:: Data shown ::
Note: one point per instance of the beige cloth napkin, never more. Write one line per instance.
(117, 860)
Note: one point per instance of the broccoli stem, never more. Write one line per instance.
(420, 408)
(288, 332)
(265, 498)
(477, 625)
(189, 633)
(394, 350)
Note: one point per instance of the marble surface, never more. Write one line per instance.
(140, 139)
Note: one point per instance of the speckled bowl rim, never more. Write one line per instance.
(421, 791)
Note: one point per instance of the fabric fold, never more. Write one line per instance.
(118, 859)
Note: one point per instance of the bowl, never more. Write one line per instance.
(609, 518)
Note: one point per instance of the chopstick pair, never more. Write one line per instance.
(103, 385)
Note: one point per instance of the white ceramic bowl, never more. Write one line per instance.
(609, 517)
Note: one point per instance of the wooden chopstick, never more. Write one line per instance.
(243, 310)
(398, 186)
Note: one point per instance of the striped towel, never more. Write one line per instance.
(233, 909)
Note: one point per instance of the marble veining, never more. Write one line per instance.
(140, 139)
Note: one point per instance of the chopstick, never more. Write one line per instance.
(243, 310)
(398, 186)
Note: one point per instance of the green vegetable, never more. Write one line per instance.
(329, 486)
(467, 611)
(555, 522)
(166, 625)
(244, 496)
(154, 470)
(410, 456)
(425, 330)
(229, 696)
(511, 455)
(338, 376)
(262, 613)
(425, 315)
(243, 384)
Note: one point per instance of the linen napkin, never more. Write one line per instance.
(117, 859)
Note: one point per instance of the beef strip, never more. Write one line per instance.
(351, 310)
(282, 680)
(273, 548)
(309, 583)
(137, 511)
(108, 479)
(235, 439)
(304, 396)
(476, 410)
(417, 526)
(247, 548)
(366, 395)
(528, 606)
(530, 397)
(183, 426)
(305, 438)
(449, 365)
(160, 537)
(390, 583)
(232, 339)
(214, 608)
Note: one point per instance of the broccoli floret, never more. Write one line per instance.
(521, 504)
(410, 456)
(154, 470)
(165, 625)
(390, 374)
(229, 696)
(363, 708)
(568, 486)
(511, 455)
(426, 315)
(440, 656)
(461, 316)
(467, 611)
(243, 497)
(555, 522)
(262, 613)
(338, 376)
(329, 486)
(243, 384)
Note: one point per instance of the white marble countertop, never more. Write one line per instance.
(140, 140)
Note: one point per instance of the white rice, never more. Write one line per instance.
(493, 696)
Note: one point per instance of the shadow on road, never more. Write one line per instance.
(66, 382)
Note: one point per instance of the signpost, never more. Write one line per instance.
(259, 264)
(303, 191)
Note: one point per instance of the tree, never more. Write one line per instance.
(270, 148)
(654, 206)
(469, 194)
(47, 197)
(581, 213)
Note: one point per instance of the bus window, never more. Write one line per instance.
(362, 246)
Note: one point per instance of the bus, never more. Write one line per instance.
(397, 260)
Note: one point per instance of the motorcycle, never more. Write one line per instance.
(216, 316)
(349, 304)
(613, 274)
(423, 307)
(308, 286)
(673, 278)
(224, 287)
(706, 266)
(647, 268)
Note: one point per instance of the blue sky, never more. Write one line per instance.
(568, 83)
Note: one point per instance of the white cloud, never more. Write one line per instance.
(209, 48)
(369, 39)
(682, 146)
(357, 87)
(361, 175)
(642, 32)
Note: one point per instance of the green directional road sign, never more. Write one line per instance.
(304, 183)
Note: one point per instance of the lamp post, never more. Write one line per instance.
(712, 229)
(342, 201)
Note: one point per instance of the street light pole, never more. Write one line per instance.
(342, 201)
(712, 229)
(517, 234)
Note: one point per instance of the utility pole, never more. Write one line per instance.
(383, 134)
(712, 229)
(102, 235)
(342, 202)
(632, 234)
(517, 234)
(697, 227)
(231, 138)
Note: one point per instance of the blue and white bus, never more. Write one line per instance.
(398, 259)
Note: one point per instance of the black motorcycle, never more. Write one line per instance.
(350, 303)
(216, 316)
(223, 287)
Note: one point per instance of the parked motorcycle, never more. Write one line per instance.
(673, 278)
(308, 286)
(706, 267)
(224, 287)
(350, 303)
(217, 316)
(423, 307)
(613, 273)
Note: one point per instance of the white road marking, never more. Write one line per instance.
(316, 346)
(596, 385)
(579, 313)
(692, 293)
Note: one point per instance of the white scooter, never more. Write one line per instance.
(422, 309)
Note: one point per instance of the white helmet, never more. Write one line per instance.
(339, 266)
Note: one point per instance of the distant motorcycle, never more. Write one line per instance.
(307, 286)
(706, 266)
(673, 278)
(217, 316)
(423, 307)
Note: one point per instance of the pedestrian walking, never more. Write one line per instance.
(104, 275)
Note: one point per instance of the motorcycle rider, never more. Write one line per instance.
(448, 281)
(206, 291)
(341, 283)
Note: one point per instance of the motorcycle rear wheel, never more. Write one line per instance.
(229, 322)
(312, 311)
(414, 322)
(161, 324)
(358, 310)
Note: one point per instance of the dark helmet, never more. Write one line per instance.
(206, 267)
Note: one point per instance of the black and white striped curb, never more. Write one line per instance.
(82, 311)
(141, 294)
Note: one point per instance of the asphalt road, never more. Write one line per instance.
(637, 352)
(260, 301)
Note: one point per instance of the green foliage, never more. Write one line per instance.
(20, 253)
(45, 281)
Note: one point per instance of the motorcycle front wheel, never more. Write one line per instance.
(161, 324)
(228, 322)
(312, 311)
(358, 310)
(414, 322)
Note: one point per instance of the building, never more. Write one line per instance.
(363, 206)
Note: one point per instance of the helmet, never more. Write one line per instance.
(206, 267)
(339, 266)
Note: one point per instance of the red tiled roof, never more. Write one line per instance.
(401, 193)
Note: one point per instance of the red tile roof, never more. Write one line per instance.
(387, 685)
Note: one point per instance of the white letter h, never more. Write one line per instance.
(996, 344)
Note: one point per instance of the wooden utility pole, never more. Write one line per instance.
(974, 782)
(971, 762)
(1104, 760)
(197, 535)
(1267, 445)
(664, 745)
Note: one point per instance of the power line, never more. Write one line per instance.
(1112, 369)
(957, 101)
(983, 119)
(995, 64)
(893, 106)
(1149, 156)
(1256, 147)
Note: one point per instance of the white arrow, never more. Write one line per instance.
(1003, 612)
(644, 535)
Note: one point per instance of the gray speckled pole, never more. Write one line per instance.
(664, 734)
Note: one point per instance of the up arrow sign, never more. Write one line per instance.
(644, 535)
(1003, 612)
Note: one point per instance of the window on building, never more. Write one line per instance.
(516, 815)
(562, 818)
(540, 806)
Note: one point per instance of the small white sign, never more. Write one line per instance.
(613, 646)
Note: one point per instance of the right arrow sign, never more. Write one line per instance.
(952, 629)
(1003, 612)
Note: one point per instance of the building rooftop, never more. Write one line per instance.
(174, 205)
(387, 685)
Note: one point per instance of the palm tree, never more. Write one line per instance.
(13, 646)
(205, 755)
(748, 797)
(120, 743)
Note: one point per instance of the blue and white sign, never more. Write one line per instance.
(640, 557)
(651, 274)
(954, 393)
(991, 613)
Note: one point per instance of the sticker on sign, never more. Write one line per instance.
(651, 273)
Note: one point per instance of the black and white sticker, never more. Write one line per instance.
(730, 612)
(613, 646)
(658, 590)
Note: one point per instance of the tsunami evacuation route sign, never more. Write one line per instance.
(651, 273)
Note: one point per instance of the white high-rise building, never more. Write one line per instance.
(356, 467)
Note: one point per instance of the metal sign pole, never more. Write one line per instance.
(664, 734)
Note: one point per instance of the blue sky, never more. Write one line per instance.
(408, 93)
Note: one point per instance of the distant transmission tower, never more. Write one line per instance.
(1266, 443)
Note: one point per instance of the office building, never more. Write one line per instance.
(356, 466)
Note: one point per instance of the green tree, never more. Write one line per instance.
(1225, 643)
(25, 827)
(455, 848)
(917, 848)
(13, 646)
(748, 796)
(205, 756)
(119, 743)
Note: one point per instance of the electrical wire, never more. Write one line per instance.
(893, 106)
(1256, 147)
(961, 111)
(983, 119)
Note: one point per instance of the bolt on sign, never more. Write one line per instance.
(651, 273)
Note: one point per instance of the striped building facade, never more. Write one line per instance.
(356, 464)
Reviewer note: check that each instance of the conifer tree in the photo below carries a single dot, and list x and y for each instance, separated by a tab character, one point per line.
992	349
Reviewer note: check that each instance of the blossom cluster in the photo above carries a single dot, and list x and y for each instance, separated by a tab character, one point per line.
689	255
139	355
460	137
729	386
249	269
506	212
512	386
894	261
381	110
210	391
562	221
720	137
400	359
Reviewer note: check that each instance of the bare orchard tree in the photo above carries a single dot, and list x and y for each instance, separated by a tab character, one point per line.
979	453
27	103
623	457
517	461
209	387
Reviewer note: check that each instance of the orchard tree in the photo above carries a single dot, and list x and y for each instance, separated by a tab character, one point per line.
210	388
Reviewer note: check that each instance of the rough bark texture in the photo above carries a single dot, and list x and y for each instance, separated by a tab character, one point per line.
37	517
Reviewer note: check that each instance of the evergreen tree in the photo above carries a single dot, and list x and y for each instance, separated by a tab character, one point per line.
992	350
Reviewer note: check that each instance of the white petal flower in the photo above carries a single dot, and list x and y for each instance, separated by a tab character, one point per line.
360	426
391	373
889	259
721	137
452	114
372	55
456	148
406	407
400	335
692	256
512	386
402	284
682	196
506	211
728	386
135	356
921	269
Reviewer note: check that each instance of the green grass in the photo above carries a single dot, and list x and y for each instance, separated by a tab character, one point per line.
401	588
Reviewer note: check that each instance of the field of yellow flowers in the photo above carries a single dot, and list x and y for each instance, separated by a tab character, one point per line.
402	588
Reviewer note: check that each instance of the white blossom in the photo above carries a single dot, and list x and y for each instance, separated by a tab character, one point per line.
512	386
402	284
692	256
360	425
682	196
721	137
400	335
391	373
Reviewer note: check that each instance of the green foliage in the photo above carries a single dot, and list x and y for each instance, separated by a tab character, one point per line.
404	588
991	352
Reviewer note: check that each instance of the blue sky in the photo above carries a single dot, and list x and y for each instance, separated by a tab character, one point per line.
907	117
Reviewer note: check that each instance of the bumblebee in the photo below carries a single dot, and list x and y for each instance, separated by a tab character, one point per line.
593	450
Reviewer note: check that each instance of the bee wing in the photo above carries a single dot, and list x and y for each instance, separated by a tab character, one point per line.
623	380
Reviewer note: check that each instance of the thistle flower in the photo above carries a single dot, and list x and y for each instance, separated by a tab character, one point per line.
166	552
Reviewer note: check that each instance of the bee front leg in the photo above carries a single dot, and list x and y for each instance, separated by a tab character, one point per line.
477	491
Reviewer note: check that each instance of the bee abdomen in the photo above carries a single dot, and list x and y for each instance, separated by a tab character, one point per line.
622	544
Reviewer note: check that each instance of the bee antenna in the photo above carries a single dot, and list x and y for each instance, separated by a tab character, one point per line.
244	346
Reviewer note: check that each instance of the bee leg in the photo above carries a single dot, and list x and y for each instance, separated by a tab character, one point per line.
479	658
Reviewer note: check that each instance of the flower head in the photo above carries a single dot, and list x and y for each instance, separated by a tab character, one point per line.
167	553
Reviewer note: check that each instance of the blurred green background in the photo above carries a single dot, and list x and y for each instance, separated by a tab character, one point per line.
:::
#### What you should do
Begin with the line holding "Reviewer note: check that each instance of the bee antenna" and end with the last line of the material. Write out those lines exactly, and only those.

#### Final answer
Reviewer note: check that each instance of the bee antenna in the photo above carries a single dot, and list x and y for each instance, separated by a tab character, one point per line.
244	346
Reviewer note: check that each instance of the bee leg in the photo above carries a single dot, and list x and y for each instance, separated by a tab character, one point per line.
479	658
Reviewer note: check that each instance of the flower head in the photo above carries a single dot, and list x and y for each instance, separated by a tab character, one point per line.
167	553
Reviewer note: check that each instance of the blurred green background in the photo above carries a single dot, and list x and y for each instance, separated by a tab character, one point per line.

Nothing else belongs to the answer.